Work instruction:
Go through the records and filter out every line lacking the word "this"; copy the lines that remain.

:: Listed entries ::

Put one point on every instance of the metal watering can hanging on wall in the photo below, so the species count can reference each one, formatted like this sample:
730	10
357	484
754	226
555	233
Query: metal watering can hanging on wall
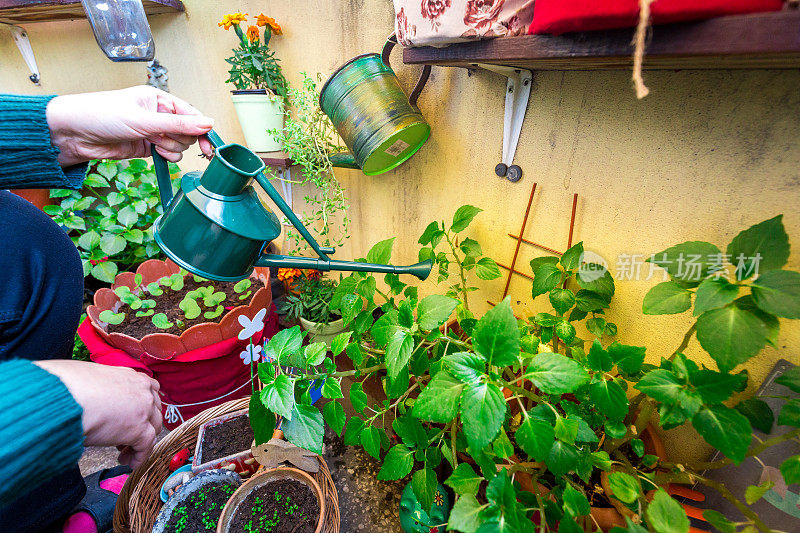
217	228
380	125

:::
:: Listed entries ::

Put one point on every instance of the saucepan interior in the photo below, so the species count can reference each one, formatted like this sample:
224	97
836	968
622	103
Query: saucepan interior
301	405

:::

Response:
Put one point on every instance of the metal watering can hanging on wall in the photo below, so the species count can reference each one, formatted like this sample:
Put one point on every instance of the saucepan interior in the photo below, so the species count can reference each one, formatted like this sample:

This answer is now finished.